Objetivo do exercício
Troque "Guideline" por "Instruction" em toda a listagem e reproduza-a sem nenhuma outra alteração.

──────

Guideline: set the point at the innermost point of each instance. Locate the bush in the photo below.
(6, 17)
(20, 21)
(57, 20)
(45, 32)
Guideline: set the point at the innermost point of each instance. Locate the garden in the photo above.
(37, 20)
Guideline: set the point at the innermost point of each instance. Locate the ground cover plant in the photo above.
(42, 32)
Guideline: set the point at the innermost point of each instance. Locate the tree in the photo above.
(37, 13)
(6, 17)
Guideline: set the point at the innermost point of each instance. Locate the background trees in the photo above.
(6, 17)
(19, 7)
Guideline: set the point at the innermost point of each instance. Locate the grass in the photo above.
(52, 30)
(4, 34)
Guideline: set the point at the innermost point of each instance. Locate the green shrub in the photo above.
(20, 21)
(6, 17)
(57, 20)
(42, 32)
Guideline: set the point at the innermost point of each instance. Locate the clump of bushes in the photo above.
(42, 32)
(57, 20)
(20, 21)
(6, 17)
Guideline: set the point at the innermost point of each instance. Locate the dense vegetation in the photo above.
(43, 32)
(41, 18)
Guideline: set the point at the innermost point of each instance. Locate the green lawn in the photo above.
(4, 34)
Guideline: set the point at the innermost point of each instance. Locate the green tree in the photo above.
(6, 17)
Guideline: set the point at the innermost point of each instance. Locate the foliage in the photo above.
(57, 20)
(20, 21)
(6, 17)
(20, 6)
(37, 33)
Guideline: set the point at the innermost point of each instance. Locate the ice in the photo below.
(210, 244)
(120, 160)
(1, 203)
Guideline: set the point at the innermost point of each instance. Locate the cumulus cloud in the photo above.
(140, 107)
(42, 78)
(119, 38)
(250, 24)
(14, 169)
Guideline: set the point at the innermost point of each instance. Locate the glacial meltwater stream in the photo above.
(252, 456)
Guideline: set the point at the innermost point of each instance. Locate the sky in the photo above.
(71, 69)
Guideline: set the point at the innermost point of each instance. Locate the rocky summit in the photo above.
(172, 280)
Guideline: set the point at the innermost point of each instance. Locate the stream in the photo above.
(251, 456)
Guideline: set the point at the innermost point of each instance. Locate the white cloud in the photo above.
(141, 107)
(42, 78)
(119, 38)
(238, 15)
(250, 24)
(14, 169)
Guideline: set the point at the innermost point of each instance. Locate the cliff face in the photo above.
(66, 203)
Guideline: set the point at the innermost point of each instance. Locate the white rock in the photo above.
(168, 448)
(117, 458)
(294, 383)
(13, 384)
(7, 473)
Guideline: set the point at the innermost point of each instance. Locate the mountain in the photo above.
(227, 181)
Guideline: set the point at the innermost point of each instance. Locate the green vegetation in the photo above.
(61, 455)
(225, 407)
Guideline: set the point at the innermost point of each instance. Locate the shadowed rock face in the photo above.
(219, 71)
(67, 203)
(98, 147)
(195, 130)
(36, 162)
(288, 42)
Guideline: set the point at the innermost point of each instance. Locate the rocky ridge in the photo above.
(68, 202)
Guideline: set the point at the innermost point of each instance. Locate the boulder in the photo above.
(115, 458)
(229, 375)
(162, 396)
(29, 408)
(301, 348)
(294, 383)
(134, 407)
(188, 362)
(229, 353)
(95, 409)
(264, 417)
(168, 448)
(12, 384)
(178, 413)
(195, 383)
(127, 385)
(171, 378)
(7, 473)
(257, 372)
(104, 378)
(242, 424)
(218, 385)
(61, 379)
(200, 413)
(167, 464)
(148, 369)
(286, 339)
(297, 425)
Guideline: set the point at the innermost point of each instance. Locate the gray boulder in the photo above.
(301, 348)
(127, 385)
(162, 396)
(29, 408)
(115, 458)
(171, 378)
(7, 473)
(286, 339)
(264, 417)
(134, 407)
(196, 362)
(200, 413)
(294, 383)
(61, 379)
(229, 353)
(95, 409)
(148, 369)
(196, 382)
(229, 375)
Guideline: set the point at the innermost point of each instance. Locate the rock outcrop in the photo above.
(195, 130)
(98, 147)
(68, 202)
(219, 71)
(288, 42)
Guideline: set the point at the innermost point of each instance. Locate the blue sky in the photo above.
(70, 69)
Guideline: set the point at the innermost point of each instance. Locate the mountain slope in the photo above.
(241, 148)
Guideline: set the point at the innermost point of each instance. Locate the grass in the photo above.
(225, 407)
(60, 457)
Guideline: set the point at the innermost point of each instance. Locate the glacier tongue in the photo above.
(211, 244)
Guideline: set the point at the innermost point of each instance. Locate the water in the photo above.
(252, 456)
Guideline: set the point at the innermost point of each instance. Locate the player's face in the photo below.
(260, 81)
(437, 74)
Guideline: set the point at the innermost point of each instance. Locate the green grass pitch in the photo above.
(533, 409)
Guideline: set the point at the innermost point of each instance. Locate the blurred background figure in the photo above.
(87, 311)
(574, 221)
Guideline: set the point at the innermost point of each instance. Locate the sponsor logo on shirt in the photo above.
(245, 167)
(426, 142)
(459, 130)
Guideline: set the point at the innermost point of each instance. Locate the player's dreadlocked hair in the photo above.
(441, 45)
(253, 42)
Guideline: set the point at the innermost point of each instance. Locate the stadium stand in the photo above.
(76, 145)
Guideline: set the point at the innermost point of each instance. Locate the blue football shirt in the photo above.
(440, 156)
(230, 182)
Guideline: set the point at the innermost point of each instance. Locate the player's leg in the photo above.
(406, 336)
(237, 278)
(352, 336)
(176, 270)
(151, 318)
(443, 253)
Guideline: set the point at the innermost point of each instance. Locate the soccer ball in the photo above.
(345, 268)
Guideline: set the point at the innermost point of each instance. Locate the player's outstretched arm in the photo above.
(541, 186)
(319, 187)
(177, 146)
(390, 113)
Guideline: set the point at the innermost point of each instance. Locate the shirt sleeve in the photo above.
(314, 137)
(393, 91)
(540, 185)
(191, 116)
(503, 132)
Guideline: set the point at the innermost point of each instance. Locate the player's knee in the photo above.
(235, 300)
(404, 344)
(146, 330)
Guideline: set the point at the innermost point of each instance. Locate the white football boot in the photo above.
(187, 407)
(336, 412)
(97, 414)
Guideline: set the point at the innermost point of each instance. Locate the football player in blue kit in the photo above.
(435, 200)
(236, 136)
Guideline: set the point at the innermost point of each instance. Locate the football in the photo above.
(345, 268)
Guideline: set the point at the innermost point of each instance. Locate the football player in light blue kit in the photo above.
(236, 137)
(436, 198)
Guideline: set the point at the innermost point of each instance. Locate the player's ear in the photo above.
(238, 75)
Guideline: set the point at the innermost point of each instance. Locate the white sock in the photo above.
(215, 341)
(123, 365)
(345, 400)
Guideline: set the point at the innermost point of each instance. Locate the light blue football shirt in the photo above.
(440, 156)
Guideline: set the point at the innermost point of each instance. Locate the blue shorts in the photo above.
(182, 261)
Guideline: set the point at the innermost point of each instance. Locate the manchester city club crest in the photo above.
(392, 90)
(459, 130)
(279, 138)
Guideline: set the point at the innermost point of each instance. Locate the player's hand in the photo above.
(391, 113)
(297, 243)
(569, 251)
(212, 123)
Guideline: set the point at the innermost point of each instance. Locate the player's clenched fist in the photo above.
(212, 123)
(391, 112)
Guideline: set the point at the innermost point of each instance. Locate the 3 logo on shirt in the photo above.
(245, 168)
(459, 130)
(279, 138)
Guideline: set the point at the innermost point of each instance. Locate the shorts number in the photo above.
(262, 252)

──────

Resposta do exercício
Instruction: set the point at the innermost point of each instance. Locate the bush in the photo below.
(6, 17)
(20, 21)
(57, 20)
(45, 32)
Instruction: set the point at the innermost point of each instance. Locate the garden in the photo above.
(37, 20)
Instruction: set the point at the innermost point of each instance. Locate the ground cover plant in the photo above.
(42, 32)
Instruction: set the point at the innermost point of each instance. Locate the tree in the photo above.
(37, 13)
(6, 17)
Instruction: set the point at the innermost point of each instance. Locate the background trees in the photo above.
(6, 17)
(19, 7)
Instruction: set the point at the innermost point of each instance. Locate the grass in the photo above.
(52, 30)
(4, 34)
Instruction: set the point at the innermost point of each instance. Locate the green shrub in the photo above.
(20, 21)
(6, 17)
(57, 20)
(42, 32)
Instruction: set the point at the innermost point of each instance. Locate the clump of bushes in the photo above.
(42, 32)
(57, 20)
(20, 21)
(6, 17)
Instruction: set the point at the innermost point of each instance. Locate the dense vegetation in the photo above.
(43, 32)
(41, 18)
Instruction: set the point at the innermost point of each instance. Locate the green lawn in the photo above.
(4, 34)
Instruction: set the point at the innermost point of each instance. Locate the green tree in the photo above.
(6, 17)
Instruction: set the point at the innermost point of each instance. Locate the foliage in the photo above.
(57, 20)
(20, 21)
(6, 17)
(20, 6)
(37, 33)
Instruction: set the point at the innermost point of each instance. Locate the ice in the photo below.
(210, 244)
(120, 160)
(1, 203)
Instruction: set the point at the innermost point of each instance. Locate the cumulus cloud in the photo above.
(140, 107)
(42, 78)
(119, 38)
(250, 24)
(14, 169)
Instruction: set the point at the innermost point of each instance. Locate the glacial meltwater stream in the photo above.
(252, 456)
Instruction: set the point at the innermost point of each instance. Locate the sky in the photo above.
(71, 69)
Instruction: set the point at the innermost point of each instance. Locate the rocky summit in the photo above.
(172, 280)
Instruction: set the point at the innermost point of each instance. Locate the stream in the photo above.
(251, 456)
Instruction: set the point at the innermost point of each instance. Locate the white cloud in the photo above.
(141, 107)
(42, 78)
(119, 38)
(238, 15)
(250, 24)
(14, 169)
Instruction: set the point at the innermost point of each instance. Locate the cliff face in the photo above.
(66, 203)
Instruction: set the point at the innermost point of each instance. Locate the white rock in the photo above.
(168, 448)
(117, 458)
(294, 383)
(13, 384)
(7, 473)
Instruction: set the point at the innermost point of each instance. Locate the mountain in the photo above.
(227, 181)
Instruction: set the point at the innermost point of each instance. Locate the green vegetation in the photo above.
(61, 455)
(225, 407)
Instruction: set the point at the innermost point of each instance. Locate the shadowed rock face in the photo above.
(219, 71)
(67, 203)
(98, 147)
(195, 130)
(36, 162)
(288, 42)
Instruction: set the point at the innermost point of each instance. Locate the rocky ridge in the photo above.
(68, 202)
Instruction: set the point at the innermost point of each instance. Locate the boulder in the photo above.
(115, 458)
(229, 375)
(162, 396)
(29, 408)
(301, 348)
(294, 383)
(134, 407)
(188, 362)
(229, 353)
(95, 409)
(264, 417)
(168, 448)
(12, 384)
(178, 413)
(195, 383)
(127, 385)
(171, 378)
(7, 473)
(257, 372)
(104, 378)
(242, 424)
(218, 385)
(61, 379)
(200, 413)
(167, 464)
(148, 369)
(286, 339)
(297, 425)
Instruction: set the point at the innermost point of each instance. Locate the gray boulder in the photo above.
(301, 348)
(127, 385)
(162, 396)
(29, 408)
(115, 458)
(171, 378)
(7, 473)
(286, 339)
(264, 417)
(134, 407)
(196, 362)
(200, 413)
(294, 383)
(61, 379)
(229, 353)
(95, 409)
(148, 369)
(196, 382)
(229, 375)
Instruction: set the point at the innermost point of each instance. Locate the rock outcrop in the photo above.
(195, 130)
(98, 147)
(68, 202)
(219, 71)
(288, 42)
Instruction: set the point at the innermost point of each instance. Locate the blue sky in the photo above.
(70, 69)
Instruction: set the point at the innermost point of each instance. Locate the mountain slope in the photo above.
(241, 148)
Instruction: set the point at the innermost point of each instance. Locate the grass in the photo above.
(225, 407)
(60, 457)
Instruction: set the point at the innermost point of each instance. Locate the glacier tongue in the photo above.
(211, 244)
Instruction: set the point at the innermost point of each instance. Locate the water in the photo above.
(252, 456)
Instruction: set the point at the innermost point of each instance. Locate the player's face in the photo below.
(260, 81)
(437, 74)
Instruction: set the point at the innermost point of each instance. Locate the green grass pitch in the photo above.
(533, 409)
Instruction: set the point at the innermost point of each instance. Locate the blurred background figure in the photo above.
(87, 311)
(574, 221)
Instruction: set the point at the innermost point of each instance. Locate the sponsor logo on shirt in the photo above.
(245, 167)
(426, 142)
(459, 130)
Instruction: set the point at the innermost point of each instance. Locate the player's dreadlocked hair in the photo above.
(441, 45)
(253, 42)
Instruction: set the point at the innermost point of each instance. Locate the stadium stand in the photo above.
(76, 145)
Instruction: set the point at the innermost point of each instance. Locate the blue football shirt in the photo above.
(440, 156)
(230, 182)
Instruction: set the point at the innermost point of each instance. Locate the player's leg in the photo above.
(406, 336)
(237, 278)
(352, 336)
(176, 270)
(151, 318)
(443, 253)
Instruction: set the point at the innermost point of each instance. Locate the soccer ball in the photo above.
(345, 268)
Instruction: set the point at the innermost point of each instance. Locate the player's outstretched arm in the photo above.
(541, 186)
(319, 187)
(177, 146)
(390, 113)
Instruction: set the point at the innermost point of each instance. Locate the shirt sleeve in the photo above.
(314, 137)
(393, 91)
(540, 185)
(191, 116)
(503, 132)
Instruction: set the point at the innermost point of each instance. Locate the player's knee in the photo above.
(235, 300)
(404, 344)
(146, 330)
Instruction: set the point at the innermost point of each instance. Locate the white football boot in the photo above.
(187, 407)
(336, 412)
(97, 414)
Instruction: set the point at the innermost point of each instance. Locate the football player in blue kit in the photo above.
(435, 200)
(236, 136)
Instruction: set the point at the innermost point of each instance. Locate the football in the photo above.
(345, 268)
Instruction: set the point at the innermost point of each instance. Locate the football player in light blue kit in the photo above.
(236, 137)
(436, 198)
Instruction: set the point at the innermost point of each instance. Locate the player's ear in the photo above.
(238, 75)
Instruction: set the point at the innermost point of each instance. Locate the white sock in the photo above.
(215, 341)
(123, 365)
(345, 400)
Instruction: set the point at the innermost point of each instance. Locate the light blue football shirt in the photo above.
(440, 156)
Instruction: set the point at the innermost point of each instance. Locate the blue shorts in the photo above.
(182, 261)
Instruction: set the point at the innermost point of each instance. Locate the manchester city club crest in the photo above.
(392, 90)
(459, 130)
(279, 138)
Instruction: set the point at the innermost point of each instance. Locate the player's hand in the photo above.
(391, 113)
(297, 243)
(569, 251)
(212, 123)
Instruction: set the point at the innermost point of each instance. Locate the player's clenched fist in the photo above.
(212, 123)
(391, 112)
Instruction: set the point at the innermost point of each instance. Locate the 3 logo on shirt in the photo above.
(245, 168)
(459, 130)
(279, 138)
Instruction: set the point at the innermost point of each instance. Locate the shorts number in the photo above.
(262, 252)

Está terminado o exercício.